## Stated goal
Reproduce every one of the entries below word for word.

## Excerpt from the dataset
+ + +

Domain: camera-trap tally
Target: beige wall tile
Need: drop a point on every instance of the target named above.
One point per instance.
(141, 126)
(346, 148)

+ + +

## Full solution
Domain: camera-trap tally
Target: beige wall tile
Need: drop a point on every instance of the target named above.
One point per instance.
(141, 126)
(346, 148)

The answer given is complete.